## Task
Can you copy out the records verbatim, starting at their beginning and stopping after the line that contains "140), (167, 121)]", with both ends included and the pictures left out?

== Given entries ==

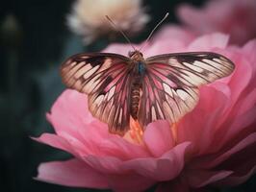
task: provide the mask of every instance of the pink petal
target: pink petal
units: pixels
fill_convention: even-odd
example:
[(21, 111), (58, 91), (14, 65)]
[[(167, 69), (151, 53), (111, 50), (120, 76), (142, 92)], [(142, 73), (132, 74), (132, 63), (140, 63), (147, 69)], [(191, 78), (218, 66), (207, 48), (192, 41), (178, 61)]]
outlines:
[(159, 158), (135, 158), (123, 162), (122, 170), (134, 170), (155, 180), (168, 180), (179, 175), (184, 166), (184, 156), (190, 142), (179, 144)]
[(211, 86), (202, 86), (197, 106), (178, 124), (177, 142), (192, 141), (197, 154), (214, 151), (212, 141), (216, 136), (217, 124), (227, 104), (222, 92)]
[(155, 180), (134, 172), (108, 175), (110, 188), (117, 192), (141, 192), (155, 184)]
[[(190, 192), (187, 182), (181, 182), (180, 179), (162, 182), (158, 185), (156, 192)], [(199, 192), (199, 191), (198, 191)]]
[(157, 121), (147, 126), (143, 140), (153, 156), (161, 156), (174, 146), (174, 140), (167, 121)]
[(50, 145), (57, 149), (69, 152), (70, 154), (73, 155), (76, 154), (70, 143), (68, 143), (64, 138), (58, 136), (56, 134), (43, 133), (38, 138), (32, 137), (32, 139), (40, 143), (44, 143), (46, 145)]
[(195, 158), (193, 162), (190, 164), (190, 167), (193, 169), (204, 168), (209, 169), (213, 168), (219, 163), (226, 160), (231, 156), (236, 156), (236, 153), (243, 151), (244, 148), (254, 144), (256, 142), (256, 133), (251, 133), (250, 135), (244, 137), (236, 145), (232, 145), (232, 148), (225, 151), (219, 152), (218, 154), (206, 156), (205, 157)]
[(230, 176), (232, 171), (207, 171), (207, 170), (189, 170), (186, 176), (190, 186), (199, 188)]
[(78, 128), (83, 128), (94, 120), (88, 112), (88, 101), (85, 94), (75, 90), (65, 90), (54, 103), (47, 119), (57, 133), (67, 132), (79, 138)]
[(228, 43), (228, 36), (215, 33), (195, 38), (190, 45), (189, 51), (212, 51), (214, 48), (224, 49)]
[(64, 186), (109, 188), (104, 175), (78, 159), (42, 163), (36, 180)]
[(256, 173), (256, 166), (254, 166), (249, 172), (241, 176), (230, 176), (222, 180), (218, 181), (216, 184), (220, 186), (235, 186), (246, 181), (251, 176)]

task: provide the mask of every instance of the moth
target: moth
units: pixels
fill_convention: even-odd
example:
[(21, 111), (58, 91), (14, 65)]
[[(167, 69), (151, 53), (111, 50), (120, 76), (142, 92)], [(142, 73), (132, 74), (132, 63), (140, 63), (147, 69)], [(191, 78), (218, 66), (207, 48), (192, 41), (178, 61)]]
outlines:
[(123, 135), (130, 119), (141, 128), (165, 119), (179, 121), (199, 99), (198, 87), (226, 77), (235, 68), (222, 55), (211, 52), (173, 53), (143, 58), (112, 53), (84, 53), (61, 66), (64, 84), (88, 94), (91, 114)]

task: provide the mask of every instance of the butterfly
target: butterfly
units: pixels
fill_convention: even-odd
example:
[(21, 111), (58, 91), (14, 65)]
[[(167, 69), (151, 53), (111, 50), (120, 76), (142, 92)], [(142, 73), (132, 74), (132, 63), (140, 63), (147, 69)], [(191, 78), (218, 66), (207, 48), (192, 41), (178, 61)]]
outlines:
[(64, 84), (88, 94), (92, 115), (120, 135), (129, 131), (131, 118), (142, 128), (160, 119), (178, 122), (196, 106), (200, 85), (235, 68), (229, 59), (211, 52), (128, 55), (78, 54), (61, 67)]

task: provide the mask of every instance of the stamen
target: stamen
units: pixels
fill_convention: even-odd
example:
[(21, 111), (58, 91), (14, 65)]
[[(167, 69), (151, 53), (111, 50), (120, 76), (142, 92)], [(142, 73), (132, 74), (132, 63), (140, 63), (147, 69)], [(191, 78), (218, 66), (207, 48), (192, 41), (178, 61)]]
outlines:
[(138, 121), (134, 120), (133, 118), (130, 119), (130, 136), (135, 142), (141, 144), (143, 135), (142, 128)]

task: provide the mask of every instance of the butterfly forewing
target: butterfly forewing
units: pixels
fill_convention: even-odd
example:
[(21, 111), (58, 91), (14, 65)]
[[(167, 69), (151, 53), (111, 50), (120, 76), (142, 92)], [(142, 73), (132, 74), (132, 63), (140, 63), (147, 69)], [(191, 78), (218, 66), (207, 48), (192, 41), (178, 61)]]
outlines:
[[(137, 53), (139, 59), (105, 53), (75, 55), (61, 68), (68, 87), (89, 95), (92, 115), (120, 135), (129, 130), (131, 116), (142, 128), (159, 119), (179, 121), (197, 104), (198, 86), (234, 70), (231, 60), (216, 53), (166, 54), (145, 60)], [(138, 98), (132, 87), (140, 89), (135, 108)], [(135, 114), (131, 108), (137, 108)]]
[(92, 115), (108, 123), (111, 132), (119, 134), (129, 129), (131, 61), (116, 54), (79, 54), (61, 68), (63, 82), (87, 93)]
[(139, 110), (141, 126), (158, 119), (177, 122), (197, 104), (198, 86), (234, 70), (231, 60), (209, 52), (160, 55), (145, 62)]
[(146, 63), (178, 85), (191, 87), (226, 77), (235, 67), (227, 58), (211, 52), (160, 55), (148, 58)]
[(144, 76), (142, 90), (139, 122), (143, 127), (160, 119), (175, 123), (190, 112), (198, 101), (197, 88), (181, 87), (175, 81), (159, 76), (150, 67)]

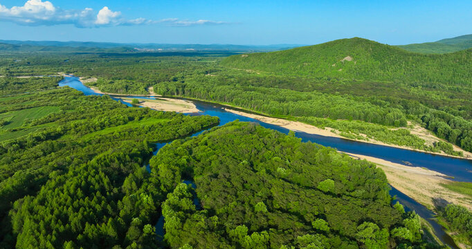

===

## Answer to this task
task: provide the mask of every instance of the pink petal
target: pink petal
units: pixels
fill_convention: even-odd
example:
[(21, 111), (58, 91), (14, 65)]
[[(167, 69), (151, 53), (111, 50), (120, 76), (142, 92)], [(142, 73), (132, 74), (132, 63), (140, 63), (147, 69)], [(191, 78), (218, 66), (207, 48), (192, 41), (178, 61)]]
outlines:
[(159, 158), (135, 158), (123, 162), (122, 170), (134, 170), (155, 180), (168, 180), (179, 175), (184, 166), (184, 156), (190, 142), (179, 144)]
[(211, 86), (202, 86), (197, 106), (178, 124), (177, 142), (192, 141), (197, 154), (214, 151), (212, 141), (216, 136), (217, 124), (227, 104), (222, 92)]
[(155, 180), (134, 172), (108, 175), (110, 188), (117, 192), (141, 192), (155, 184)]
[[(190, 192), (187, 182), (181, 182), (180, 179), (162, 182), (158, 185), (156, 192)], [(199, 192), (199, 191), (198, 191)]]
[(157, 121), (147, 126), (143, 140), (153, 156), (161, 156), (174, 146), (174, 140), (167, 121)]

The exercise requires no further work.